=== Given records ===

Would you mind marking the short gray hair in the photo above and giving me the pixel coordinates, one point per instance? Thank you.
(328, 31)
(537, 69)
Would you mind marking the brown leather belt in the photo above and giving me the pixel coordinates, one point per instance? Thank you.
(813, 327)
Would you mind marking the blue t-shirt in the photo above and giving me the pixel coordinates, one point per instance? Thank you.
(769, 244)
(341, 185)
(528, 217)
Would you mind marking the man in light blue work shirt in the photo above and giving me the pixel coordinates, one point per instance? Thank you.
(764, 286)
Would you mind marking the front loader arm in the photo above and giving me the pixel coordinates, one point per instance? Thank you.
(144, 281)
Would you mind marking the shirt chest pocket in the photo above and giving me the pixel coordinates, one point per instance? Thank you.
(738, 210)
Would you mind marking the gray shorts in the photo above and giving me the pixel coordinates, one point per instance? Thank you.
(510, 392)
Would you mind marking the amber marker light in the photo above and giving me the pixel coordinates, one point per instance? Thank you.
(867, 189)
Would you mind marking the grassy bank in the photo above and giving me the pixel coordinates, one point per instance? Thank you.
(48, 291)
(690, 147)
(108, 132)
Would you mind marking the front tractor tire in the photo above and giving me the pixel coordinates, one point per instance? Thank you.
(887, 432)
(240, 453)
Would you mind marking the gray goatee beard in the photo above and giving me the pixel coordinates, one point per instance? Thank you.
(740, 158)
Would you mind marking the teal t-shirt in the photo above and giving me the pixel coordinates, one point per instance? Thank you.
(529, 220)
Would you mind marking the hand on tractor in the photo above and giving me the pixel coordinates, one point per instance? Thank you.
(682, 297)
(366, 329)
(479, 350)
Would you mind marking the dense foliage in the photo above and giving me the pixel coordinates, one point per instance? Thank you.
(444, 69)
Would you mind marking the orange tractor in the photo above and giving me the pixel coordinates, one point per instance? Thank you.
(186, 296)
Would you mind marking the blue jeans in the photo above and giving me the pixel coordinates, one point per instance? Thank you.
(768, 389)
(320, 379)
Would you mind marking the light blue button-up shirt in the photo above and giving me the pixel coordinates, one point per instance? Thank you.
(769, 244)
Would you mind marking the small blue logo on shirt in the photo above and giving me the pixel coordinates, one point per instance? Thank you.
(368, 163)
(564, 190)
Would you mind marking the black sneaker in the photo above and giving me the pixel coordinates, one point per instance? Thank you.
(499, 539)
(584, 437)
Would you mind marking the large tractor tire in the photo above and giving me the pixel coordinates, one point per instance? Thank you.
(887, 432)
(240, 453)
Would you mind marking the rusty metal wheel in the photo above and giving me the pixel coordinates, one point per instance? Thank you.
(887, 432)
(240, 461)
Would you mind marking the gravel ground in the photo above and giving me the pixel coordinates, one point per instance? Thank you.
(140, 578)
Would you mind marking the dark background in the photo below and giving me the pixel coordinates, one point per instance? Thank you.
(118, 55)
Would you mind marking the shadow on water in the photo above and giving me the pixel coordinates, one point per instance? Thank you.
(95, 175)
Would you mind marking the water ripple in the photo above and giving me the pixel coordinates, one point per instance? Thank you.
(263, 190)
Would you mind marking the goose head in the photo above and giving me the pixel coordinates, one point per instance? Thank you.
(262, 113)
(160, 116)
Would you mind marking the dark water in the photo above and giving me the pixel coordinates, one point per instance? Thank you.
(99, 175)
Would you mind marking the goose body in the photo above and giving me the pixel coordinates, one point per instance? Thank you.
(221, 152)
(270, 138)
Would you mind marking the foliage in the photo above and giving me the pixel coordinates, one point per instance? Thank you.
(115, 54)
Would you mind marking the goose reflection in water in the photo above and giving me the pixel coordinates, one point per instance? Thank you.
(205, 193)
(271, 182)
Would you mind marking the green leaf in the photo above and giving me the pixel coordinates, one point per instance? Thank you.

===

Extract the data exactly as given.

Would you mind marking the short gray hair in the photo above and giving me the pixel coordinates, one point per instance? Thank you.
(328, 31)
(537, 69)
Would you mind marking the brown leather belt in the photo above and giving me the pixel coordinates, one point per instance? Thank you.
(813, 327)
Would you mind marking the blue t-shirt in the photo above and giving me the pixel coordinates, one point per instance? Thank you.
(769, 244)
(341, 185)
(528, 217)
Would you mind marking the man in light blue work shirt in the photo above and giving me the pixel coordinates, one point per instance? Thank you.
(764, 286)
Would you mind marking the front loader arm in the photo above and giving me the pixel coordinates, one point per instance? Thank you.
(144, 281)
Would you mind marking the shirt chest pocket in the photo above and giving me the pixel coordinates, one point per instance? Thank you.
(738, 210)
Would you mind marking the gray shorts in the photo above and giving me the pixel coordinates, one point per instance? Thank you.
(510, 392)
Would you mind marking the amber marker light in the photo above and giving me the pixel coordinates, one point per instance? Thank you.
(867, 189)
Would you mind marking the grassy bank in the photo above and giving me the pixel coordinates, one point per instance? Thank you.
(48, 291)
(690, 147)
(108, 132)
Would you mind marking the front tractor tire in the photo above and giving me the pixel coordinates, one point per instance? Thank you.
(887, 432)
(240, 453)
Would you mind marking the gray goatee beard in the photo above and giving me the pixel coordinates, one point per instance? Thank you.
(740, 158)
Would you mind marking the teal t-shirt in the photo above and giving me the pixel coordinates, one point per instance? Thank you.
(529, 220)
Would you mind marking the hand on tractor in the photo above and giving me the pixel coordinates, one point per instance? Thank you.
(682, 297)
(366, 329)
(479, 350)
Would you mind marking the dense foliage in the photo above and giving me the pixel coordinates, one point per instance? Thank you.
(444, 69)
Would you mind marking the orange tractor in the photo above and giving me the pixel coordinates, one point per instance? Thank you.
(186, 296)
Would you mind marking the blue jeans in the photo above and giving me the pixel coordinates, one point per instance? Thank you.
(768, 389)
(320, 379)
Would you mind marking the light blue button-up shirt in the photo above and giving me the pixel coordinates, one point per instance? Thank you.
(769, 244)
Would you mind marking the small blue logo on shirt in the photo above and giving me the pixel coordinates, one point per instance? Thank you.
(368, 163)
(564, 190)
Would you mind marking the black sneaker in the photo above and giving me the pixel coordinates, one point per instance? Thank you.
(499, 539)
(584, 437)
Would you mind marking the large tractor tire in the photo above and giving me the pixel coordinates, one point per instance? Thank you.
(887, 432)
(240, 453)
Would you mind marking the rusty metal wheel in the photo above and giving me the pixel coordinates, one point per instance? Thank you.
(887, 432)
(240, 461)
Would you mind marking the gravel ground in the photo above and giving me the pixel coordinates, one point per instance? Thank you.
(140, 578)
Would you mind marking the dark background in the photo below and giving me the pixel coordinates, one point per instance? Thank you.
(118, 55)
Would you mind marking the shadow on water in the photo above and giving me the pixel coordinates, one point per instance? Thank you.
(95, 175)
Would you mind marking the water ripple in the photo above and giving me the pixel coordinates, one point per instance? Thank you.
(263, 190)
Would you mind marking the goose head in the photo above and giving me the pixel coordinates, one point per instance? Thank you.
(262, 113)
(160, 116)
Would you mind marking the dark water in the photo above and giving me the pixel coordinates, one point per instance? Thank you.
(99, 175)
Would you mind marking the goose body in the photo above and giving me the pixel coordinates, one point per instance? Thank you.
(221, 152)
(270, 138)
Would you mind marking the foliage in the photo above and giving me the pixel coordinates, one point per instance? Thank you.
(115, 54)
Would you mind marking the goose reflection in water in the photo above and giving me the pixel coordinates, one point per instance? Thank you.
(205, 193)
(271, 182)
Would you mind marking the green leaf in the photo above and giving me the pixel coordinates, one point per instance? Thank you.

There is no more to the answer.